─── AUSGANGSTEXT

Gefesselt durch Vertrag – Warum Eltern ihre Kinder aufgeben

Die Kinderartisten werden vertraglich für drei bis zehn Jahre gebunden. Haben die Eltern dem Vertrag einmal zugestimmt, werden die Kinder praktisch unfrei und stehen in der Schuld des Zirkusmanagements. Bei einem großen Teil handelt es sich um nepalesiche Mädchen, die aus den zentralen Regionen Nepals mit dem Versprechen eines besseren Lebens nach Indien gelockt werden. Nepals extreme Armut und lasche Grenzkontrollen erleichtert das Leben von Agenten und Mittelsmännern im Kinderhandel. Kinderhändler machen den Eltern falsche Versprechungen von plötzlichen Wohlstand und einer besseren Zukunft und geben ihnen Geld. Oft ist die Entsendung von Töchtern und Schwestern nach Indien für die Angehörigen sogar ein Familiengeschäft, da es der einzige Weg ist, ihre Armut ein wenig zu lindern. Ein Großteil der indischen Kinder, etwa 33%, wird in West Bengal angeworben.

 

Indische Zirkusunternehmen von Kinderarbeit befreien  – Der BBA/SAACS Ansatz

BBA/SAACS arbeitet seit über 20 Jahren daran, alle Formen von Kinderarbeit in Indien und Südasien abzuschaffen. Die Organisation nahm sich der Sache der Zirkuskinder im Jahr 2002 an und hat seitdem etwa 100 Kinder aus verschiedenen Zirkussen in Indien befreit.

 

Die BBA/SACCS Umfrage macht deutlich, dass das Problem von Kinderarbeit in indischen Zirkussen klar zu erkennen ist, Kinderartisten können nicht vor der Öffentlichkeit versteckt werden. Rechtliche Interventionen brauchen Zeit und eine nachhaltige Lösung durch rechtliche Maßnahmen oder durch Razzien und Rückführung kann nicht auf konfrontativem Wege erreicht werden. Konfrontation ist nur ein letzter Ausweg. BBA/SACCS hat einen mehrfachen Ansatzt zur Bekämpfung von Kinderarbeit gewählt, der zwei entscheidende Faktoren berücksichtigt:

 

1.        Die Quelle von Kinderarbeit

2.        Den Markt für Kinderarbeit

 

Lokale Aufklärungsbüros

Um das Problem der Anwerbung zu lösen hat BBA/SACCS intensiv an den Orten recheriert, aus denen eine Mehrheit der Zirkuskinder kommt. Im Juni 2003 eröffneten sie mit ihrem nepalesischen Partner, der Nepal Child Welfare Foundation, ein Büro in Hetauda, dem Hauptdistrikt von Makwanpur. Innerhalb nur eines Monats konnten die lokalen Mitarbeiter 30 Zirkusrückkehrer zu ihrer Anwerbung und ihren Erfahrungen interviewen. Das Büro leistet heute auch wertvolle Aufklärungsarbeit über Kinderarbeit in indischen  Zirkussen. Nach dem erfolgreichen Vorlbild in Nepal führte BBA/SAACS im September 2003 in West Bengalen ähnliche Interviews durch und eröffnete ein weiteres Büro.

──────
─── AUSZÜGE DER EINTRÄGE

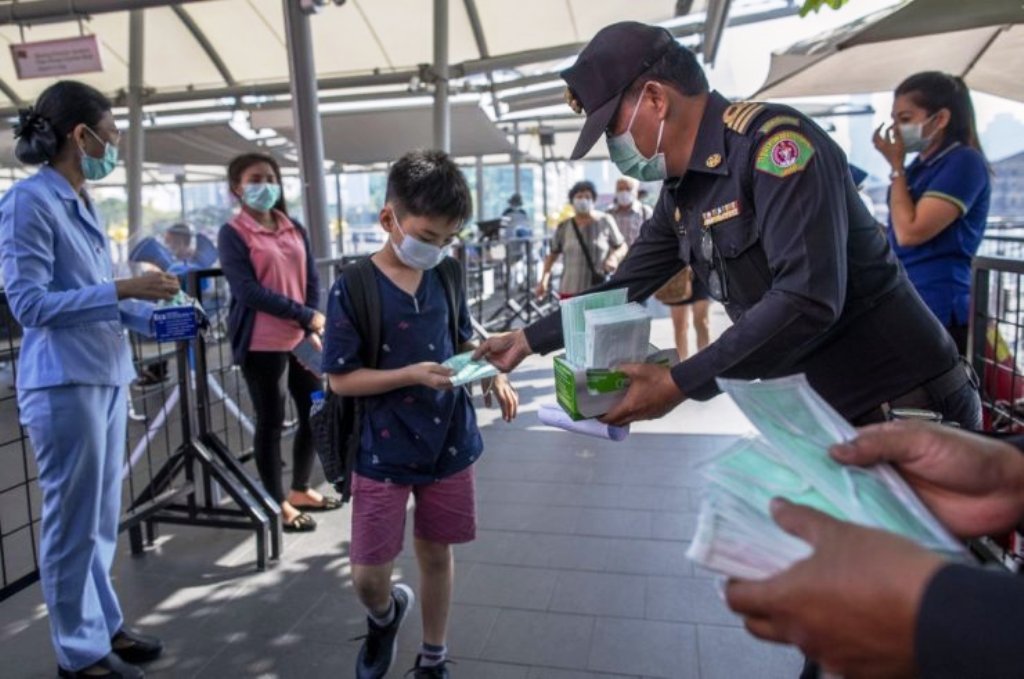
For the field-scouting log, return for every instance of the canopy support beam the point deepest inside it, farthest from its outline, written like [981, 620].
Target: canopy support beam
[136, 134]
[205, 43]
[442, 110]
[307, 126]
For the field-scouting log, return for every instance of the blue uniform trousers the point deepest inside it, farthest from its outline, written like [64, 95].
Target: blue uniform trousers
[78, 434]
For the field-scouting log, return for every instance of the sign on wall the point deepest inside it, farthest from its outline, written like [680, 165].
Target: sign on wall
[51, 58]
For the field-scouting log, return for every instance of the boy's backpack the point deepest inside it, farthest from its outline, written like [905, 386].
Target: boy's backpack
[337, 423]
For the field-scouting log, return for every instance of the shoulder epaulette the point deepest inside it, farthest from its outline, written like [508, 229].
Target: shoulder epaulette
[739, 116]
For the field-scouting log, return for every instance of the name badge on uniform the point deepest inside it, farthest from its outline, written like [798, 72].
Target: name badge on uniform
[721, 213]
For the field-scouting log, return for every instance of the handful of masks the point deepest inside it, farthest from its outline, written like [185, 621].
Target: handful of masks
[736, 535]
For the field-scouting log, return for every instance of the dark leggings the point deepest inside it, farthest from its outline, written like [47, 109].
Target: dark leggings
[264, 372]
[958, 333]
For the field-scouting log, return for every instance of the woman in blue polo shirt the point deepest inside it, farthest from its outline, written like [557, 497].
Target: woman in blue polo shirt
[938, 204]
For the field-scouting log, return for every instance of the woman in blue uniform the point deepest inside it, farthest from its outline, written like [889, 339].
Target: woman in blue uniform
[74, 369]
[938, 204]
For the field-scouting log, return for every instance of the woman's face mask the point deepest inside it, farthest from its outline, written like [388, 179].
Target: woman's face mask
[413, 252]
[261, 197]
[583, 205]
[913, 135]
[97, 168]
[627, 157]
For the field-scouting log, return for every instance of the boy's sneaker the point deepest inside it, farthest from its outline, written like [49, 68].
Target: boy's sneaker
[380, 644]
[438, 671]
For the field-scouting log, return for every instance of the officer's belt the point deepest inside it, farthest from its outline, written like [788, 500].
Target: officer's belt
[926, 395]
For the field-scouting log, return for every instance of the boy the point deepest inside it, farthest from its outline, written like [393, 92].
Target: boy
[419, 435]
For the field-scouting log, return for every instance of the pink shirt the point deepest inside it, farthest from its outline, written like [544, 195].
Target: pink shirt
[280, 260]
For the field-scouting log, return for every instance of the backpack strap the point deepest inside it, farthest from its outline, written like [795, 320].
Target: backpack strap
[361, 285]
[451, 272]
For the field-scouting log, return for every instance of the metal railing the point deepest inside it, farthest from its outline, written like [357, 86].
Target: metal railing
[997, 339]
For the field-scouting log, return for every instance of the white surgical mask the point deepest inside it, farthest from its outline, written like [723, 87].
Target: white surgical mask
[583, 205]
[913, 135]
[413, 252]
[627, 157]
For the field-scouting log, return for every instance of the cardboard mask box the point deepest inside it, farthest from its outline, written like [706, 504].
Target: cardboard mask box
[591, 392]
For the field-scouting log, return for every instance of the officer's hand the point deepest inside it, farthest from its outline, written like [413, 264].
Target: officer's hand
[506, 394]
[505, 351]
[852, 605]
[651, 393]
[317, 323]
[889, 142]
[156, 286]
[973, 484]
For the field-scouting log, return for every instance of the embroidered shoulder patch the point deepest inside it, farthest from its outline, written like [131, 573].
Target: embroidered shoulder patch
[783, 154]
[777, 121]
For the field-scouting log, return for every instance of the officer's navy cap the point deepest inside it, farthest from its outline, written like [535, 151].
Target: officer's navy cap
[607, 66]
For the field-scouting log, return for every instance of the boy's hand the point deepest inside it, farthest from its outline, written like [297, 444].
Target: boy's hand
[430, 375]
[507, 396]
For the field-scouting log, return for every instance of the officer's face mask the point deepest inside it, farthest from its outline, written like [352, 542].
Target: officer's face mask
[913, 135]
[261, 197]
[413, 252]
[583, 205]
[627, 157]
[97, 168]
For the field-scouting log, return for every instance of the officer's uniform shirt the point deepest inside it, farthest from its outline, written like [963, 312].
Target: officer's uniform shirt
[808, 277]
[940, 268]
[59, 284]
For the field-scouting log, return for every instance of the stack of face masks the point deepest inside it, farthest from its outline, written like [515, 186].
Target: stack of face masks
[736, 535]
[574, 321]
[616, 335]
[467, 370]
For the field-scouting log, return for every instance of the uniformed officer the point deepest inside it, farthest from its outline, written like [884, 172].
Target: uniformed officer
[74, 370]
[760, 202]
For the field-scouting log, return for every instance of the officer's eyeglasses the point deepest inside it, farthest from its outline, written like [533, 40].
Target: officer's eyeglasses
[716, 280]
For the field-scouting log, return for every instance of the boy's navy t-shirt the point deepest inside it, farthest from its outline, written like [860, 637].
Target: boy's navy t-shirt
[415, 434]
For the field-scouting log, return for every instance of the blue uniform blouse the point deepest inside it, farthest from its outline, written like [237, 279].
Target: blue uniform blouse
[940, 268]
[59, 283]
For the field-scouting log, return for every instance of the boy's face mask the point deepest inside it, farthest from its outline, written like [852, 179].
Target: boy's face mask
[413, 252]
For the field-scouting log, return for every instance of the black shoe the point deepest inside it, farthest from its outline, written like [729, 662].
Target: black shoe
[134, 647]
[380, 644]
[438, 671]
[110, 667]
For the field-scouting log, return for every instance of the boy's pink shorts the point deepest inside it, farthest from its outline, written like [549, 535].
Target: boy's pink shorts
[445, 513]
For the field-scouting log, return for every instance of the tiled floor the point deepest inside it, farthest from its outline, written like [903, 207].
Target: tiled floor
[579, 570]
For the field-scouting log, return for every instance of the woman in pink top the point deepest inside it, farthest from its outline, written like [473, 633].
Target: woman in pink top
[274, 307]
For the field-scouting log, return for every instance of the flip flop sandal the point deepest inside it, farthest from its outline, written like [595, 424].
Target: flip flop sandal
[301, 523]
[329, 505]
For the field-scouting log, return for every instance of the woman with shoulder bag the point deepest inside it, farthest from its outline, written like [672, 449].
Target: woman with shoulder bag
[591, 242]
[268, 264]
[681, 293]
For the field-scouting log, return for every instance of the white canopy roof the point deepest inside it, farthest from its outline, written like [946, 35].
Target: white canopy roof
[360, 37]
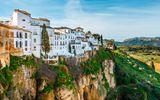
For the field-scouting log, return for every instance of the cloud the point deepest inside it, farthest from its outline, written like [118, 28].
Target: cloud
[116, 22]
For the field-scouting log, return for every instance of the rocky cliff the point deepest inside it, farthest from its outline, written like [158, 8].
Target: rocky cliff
[106, 75]
[87, 87]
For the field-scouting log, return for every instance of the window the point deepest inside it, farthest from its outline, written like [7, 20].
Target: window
[25, 43]
[34, 40]
[16, 44]
[25, 35]
[20, 34]
[34, 48]
[17, 34]
[23, 20]
[20, 44]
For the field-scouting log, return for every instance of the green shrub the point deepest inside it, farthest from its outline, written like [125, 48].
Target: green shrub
[5, 76]
[47, 89]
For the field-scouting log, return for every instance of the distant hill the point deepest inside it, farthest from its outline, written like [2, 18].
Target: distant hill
[140, 41]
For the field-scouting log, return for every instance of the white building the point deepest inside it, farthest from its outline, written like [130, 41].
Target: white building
[28, 36]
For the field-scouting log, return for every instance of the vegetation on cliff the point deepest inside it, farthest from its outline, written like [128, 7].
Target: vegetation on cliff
[134, 79]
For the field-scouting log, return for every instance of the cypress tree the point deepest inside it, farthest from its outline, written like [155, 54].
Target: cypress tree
[45, 40]
[69, 47]
[101, 40]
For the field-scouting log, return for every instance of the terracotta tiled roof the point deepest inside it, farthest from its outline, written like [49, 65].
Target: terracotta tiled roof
[13, 27]
[22, 11]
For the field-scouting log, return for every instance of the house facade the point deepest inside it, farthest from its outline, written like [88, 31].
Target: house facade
[63, 41]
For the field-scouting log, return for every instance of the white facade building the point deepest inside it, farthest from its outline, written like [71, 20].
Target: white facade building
[60, 38]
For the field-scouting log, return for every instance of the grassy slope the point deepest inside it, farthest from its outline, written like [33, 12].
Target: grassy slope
[135, 80]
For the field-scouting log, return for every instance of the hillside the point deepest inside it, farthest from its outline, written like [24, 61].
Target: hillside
[110, 75]
[140, 41]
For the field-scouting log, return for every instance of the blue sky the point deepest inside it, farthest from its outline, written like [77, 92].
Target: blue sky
[117, 19]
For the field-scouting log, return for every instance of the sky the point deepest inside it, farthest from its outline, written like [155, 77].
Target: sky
[114, 19]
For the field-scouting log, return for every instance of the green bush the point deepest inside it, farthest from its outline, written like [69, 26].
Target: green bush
[47, 89]
[5, 76]
[16, 61]
[93, 65]
[64, 80]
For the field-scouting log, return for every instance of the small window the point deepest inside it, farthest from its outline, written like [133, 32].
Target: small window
[25, 43]
[34, 48]
[17, 34]
[20, 44]
[20, 34]
[34, 40]
[25, 35]
[16, 44]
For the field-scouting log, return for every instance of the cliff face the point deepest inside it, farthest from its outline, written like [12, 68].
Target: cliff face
[88, 87]
[22, 87]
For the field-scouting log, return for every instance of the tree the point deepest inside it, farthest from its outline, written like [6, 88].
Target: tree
[101, 40]
[152, 64]
[69, 47]
[45, 40]
[74, 52]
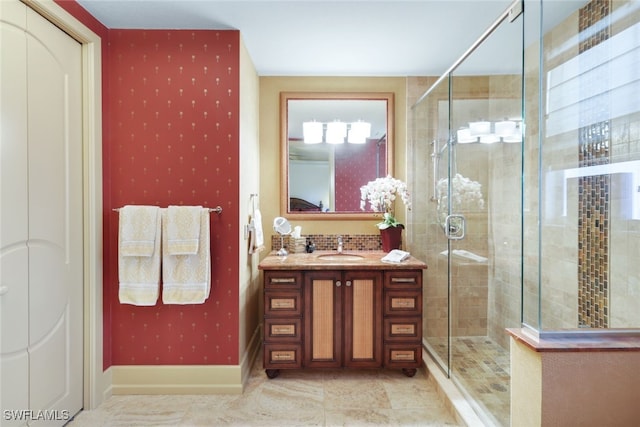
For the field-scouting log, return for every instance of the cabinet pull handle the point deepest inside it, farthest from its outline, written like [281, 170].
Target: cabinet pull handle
[403, 279]
[283, 280]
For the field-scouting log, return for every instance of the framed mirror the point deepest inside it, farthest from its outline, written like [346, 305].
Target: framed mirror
[331, 145]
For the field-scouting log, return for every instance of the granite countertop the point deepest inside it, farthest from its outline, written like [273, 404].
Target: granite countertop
[331, 260]
[579, 340]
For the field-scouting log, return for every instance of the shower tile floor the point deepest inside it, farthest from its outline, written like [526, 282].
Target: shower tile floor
[376, 397]
[482, 367]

──────

AUFGABEN:
**a)** Prüfe, ob die folgenden Aussagen mit dem Text über Kinderarbeit in indischen Zirkussen übereinstimmen. Antworte jeweils mit Ja oder Nein und zitiere die entscheidenden Worte des Textes wörtlich.
(i) BBA/SAACS hat seit 2002 etwa 100 Kinder aus indischen Zirkussen befreit.
(ii) Das Büro in Hetauda wurde im September 2003 eröffnet.
(iii) Die Kinderartisten werden vertraglich für drei bis zehn Jahre gebunden.
**b)** Gib in den Einträgen alles von der Zeile mit „like [526, 282].“ bis zum Ende der Einträge noch einmal wieder und ersetze dabei „shower tile floor“ durch „bathroom tile floor“. Alles andere bleibt unverändert.

VOLLSTÄNDIGE LÖSUNGEN:
**a)**
(i) Ja: „Die Organisation nahm sich der Sache der Zirkuskinder im Jahr 2002 an und hat seitdem etwa 100 Kinder aus verschiedenen Zirkussen in Indien befreit.“
(ii) Nein: „Im Juni 2003 eröffneten sie mit ihrem nepalesischen Partner, der Nepal Child Welfare Foundation, ein Büro in Hetauda“
(iii) Ja: „Die Kinderartisten werden vertraglich für drei bis zehn Jahre gebunden.“

**b)**
For the field-scouting log, return for every instance of the bathroom tile floor the point deepest inside it, farthest from its outline, written like [526, 282].
Target: bathroom tile floor
[376, 397]
[482, 367]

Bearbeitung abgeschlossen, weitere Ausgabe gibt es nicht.